(Required work)
Pick each line containing "road" out of the records.

(Data section)
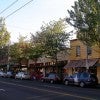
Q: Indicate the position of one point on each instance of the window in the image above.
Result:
(78, 51)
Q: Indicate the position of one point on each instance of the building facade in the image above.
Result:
(83, 57)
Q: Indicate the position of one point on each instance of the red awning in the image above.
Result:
(81, 63)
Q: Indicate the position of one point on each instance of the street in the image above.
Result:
(11, 89)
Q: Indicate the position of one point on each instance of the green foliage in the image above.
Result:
(4, 34)
(52, 38)
(19, 50)
(85, 17)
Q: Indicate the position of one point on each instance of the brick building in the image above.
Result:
(82, 58)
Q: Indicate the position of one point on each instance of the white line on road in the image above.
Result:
(45, 90)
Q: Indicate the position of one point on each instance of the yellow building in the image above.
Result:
(82, 57)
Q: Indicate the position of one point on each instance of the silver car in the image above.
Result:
(22, 75)
(2, 74)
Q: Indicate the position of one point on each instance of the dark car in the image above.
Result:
(51, 77)
(81, 79)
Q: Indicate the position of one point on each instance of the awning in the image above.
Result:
(81, 63)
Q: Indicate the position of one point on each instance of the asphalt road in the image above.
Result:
(11, 89)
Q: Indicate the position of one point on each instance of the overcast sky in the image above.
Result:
(31, 17)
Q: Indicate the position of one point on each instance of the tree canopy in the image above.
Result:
(52, 38)
(85, 17)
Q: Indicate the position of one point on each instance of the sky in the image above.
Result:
(31, 17)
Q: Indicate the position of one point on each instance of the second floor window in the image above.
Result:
(89, 51)
(78, 52)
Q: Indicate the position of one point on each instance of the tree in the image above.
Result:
(19, 51)
(4, 34)
(52, 38)
(85, 17)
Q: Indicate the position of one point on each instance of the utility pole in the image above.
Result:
(8, 57)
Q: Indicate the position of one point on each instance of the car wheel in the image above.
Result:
(82, 84)
(51, 81)
(66, 82)
(42, 80)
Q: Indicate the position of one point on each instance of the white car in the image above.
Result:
(22, 75)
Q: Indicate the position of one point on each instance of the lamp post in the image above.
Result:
(87, 66)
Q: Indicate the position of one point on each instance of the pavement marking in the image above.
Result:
(65, 94)
(29, 98)
(2, 90)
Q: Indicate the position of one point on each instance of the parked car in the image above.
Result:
(2, 74)
(81, 79)
(22, 75)
(9, 74)
(51, 77)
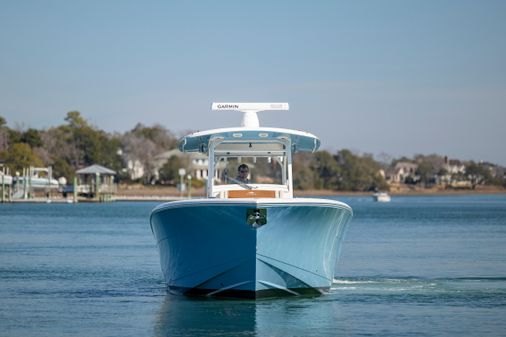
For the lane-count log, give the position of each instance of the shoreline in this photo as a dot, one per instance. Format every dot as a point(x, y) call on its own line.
point(166, 194)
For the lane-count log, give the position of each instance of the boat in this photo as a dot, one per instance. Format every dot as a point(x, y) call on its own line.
point(381, 197)
point(5, 179)
point(250, 238)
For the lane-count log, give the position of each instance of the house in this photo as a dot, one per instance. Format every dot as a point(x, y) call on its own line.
point(453, 166)
point(401, 171)
point(197, 163)
point(96, 181)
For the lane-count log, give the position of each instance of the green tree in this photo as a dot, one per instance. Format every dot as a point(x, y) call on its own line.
point(19, 156)
point(326, 170)
point(169, 172)
point(303, 175)
point(426, 171)
point(31, 137)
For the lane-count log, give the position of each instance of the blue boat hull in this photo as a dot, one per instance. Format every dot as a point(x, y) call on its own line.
point(215, 247)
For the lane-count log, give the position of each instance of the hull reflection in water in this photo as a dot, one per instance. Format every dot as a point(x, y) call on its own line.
point(250, 248)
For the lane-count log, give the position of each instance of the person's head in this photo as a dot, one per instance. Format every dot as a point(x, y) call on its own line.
point(243, 171)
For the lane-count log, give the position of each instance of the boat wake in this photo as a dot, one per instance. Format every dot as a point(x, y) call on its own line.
point(482, 291)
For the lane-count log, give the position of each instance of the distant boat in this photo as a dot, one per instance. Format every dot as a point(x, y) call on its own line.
point(249, 239)
point(5, 179)
point(37, 182)
point(381, 197)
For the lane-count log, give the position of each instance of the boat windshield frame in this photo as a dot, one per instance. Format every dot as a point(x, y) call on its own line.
point(220, 147)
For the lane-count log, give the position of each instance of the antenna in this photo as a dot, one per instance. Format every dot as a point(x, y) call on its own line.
point(250, 117)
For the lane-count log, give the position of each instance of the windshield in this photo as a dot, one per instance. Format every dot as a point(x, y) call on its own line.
point(250, 170)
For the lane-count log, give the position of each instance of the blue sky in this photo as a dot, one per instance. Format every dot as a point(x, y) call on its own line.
point(394, 77)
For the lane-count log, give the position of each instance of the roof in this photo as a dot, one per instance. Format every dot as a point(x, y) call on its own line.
point(301, 141)
point(94, 169)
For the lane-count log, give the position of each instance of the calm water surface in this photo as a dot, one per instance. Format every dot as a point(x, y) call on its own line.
point(418, 266)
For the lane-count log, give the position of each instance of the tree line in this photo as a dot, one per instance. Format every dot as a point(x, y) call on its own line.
point(76, 144)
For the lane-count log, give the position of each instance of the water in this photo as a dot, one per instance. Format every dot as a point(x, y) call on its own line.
point(418, 266)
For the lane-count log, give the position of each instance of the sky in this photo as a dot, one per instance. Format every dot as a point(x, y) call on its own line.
point(390, 78)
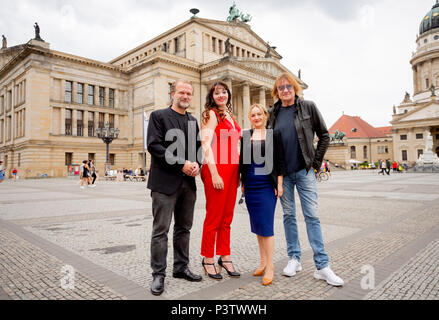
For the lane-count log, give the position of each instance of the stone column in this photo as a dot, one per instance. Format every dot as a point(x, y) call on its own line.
point(246, 104)
point(63, 121)
point(415, 80)
point(430, 73)
point(262, 100)
point(96, 96)
point(13, 98)
point(107, 97)
point(74, 122)
point(74, 92)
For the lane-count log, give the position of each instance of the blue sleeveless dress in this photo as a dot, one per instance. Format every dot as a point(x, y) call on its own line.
point(260, 198)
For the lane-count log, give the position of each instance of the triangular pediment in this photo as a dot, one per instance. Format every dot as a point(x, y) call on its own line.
point(428, 111)
point(239, 31)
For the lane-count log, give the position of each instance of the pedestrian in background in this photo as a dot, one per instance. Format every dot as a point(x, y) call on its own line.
point(2, 172)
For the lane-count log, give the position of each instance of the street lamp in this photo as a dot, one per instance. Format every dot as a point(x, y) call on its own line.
point(107, 134)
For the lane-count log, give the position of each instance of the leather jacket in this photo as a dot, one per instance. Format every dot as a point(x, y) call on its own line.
point(308, 122)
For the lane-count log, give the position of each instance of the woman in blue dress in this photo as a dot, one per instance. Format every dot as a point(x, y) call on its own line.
point(262, 167)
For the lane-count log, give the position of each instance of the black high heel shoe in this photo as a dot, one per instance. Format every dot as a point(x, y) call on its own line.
point(230, 273)
point(216, 276)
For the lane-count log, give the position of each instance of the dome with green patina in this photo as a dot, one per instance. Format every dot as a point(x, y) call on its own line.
point(431, 20)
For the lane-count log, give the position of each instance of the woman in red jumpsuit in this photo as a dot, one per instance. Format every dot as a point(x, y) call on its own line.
point(220, 175)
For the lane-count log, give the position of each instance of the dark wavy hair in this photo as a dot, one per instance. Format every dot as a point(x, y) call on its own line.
point(211, 105)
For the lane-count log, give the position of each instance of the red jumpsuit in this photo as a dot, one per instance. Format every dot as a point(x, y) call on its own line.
point(220, 204)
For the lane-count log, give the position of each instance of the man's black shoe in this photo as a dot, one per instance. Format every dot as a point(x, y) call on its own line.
point(188, 275)
point(158, 285)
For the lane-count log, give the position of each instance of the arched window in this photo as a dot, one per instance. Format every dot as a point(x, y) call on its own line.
point(353, 153)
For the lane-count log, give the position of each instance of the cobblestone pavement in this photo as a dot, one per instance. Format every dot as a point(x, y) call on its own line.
point(385, 227)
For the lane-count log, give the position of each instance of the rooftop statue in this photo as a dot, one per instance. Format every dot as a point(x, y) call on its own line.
point(37, 32)
point(234, 14)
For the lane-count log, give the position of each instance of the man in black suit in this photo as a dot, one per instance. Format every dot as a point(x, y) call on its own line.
point(173, 142)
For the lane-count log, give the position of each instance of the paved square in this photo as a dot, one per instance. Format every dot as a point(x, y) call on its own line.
point(387, 224)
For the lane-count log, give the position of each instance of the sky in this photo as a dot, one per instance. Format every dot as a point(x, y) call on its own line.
point(354, 54)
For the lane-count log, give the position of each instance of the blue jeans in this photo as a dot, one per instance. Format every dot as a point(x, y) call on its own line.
point(307, 189)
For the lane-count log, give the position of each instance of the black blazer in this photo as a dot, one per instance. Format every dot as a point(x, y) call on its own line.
point(279, 167)
point(164, 177)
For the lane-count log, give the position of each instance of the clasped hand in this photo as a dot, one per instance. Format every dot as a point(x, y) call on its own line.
point(191, 169)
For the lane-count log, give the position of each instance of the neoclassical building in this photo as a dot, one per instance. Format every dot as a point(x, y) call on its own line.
point(52, 103)
point(417, 117)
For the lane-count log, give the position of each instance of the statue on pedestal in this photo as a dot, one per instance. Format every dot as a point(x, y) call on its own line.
point(37, 32)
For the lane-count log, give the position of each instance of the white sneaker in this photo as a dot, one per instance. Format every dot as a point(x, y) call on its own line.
point(329, 276)
point(292, 267)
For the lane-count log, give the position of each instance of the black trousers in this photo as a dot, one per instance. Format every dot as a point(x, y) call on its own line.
point(180, 204)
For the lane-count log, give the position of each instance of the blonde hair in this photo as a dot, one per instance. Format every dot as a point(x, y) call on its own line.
point(260, 107)
point(291, 80)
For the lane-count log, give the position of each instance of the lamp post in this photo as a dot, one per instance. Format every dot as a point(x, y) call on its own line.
point(107, 134)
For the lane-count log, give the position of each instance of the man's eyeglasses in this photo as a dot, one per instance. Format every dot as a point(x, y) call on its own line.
point(282, 88)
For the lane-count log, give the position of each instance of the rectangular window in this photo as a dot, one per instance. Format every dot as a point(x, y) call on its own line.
point(80, 124)
point(68, 94)
point(9, 128)
point(111, 98)
point(1, 130)
point(68, 122)
point(9, 100)
point(353, 153)
point(213, 44)
point(170, 85)
point(91, 124)
point(404, 155)
point(91, 94)
point(80, 98)
point(101, 120)
point(69, 158)
point(111, 120)
point(176, 44)
point(101, 96)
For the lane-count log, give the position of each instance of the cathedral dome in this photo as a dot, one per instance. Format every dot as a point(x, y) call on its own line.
point(431, 20)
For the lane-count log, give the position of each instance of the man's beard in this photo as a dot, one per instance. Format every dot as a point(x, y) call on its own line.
point(183, 105)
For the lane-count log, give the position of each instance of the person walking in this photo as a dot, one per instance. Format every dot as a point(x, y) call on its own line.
point(220, 175)
point(172, 183)
point(262, 167)
point(299, 121)
point(85, 170)
point(14, 174)
point(2, 172)
point(92, 173)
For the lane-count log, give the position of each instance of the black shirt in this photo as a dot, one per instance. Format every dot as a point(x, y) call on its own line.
point(293, 154)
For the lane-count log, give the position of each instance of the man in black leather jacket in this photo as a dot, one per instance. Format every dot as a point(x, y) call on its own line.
point(298, 122)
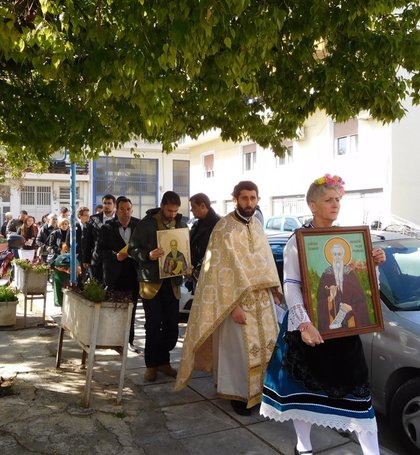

(Response to the task)
Q: Indicate the position of one point on each instance of the white line on road in the image above.
Q: Indicate the position of one point on each instance of the asphalt road in the image above.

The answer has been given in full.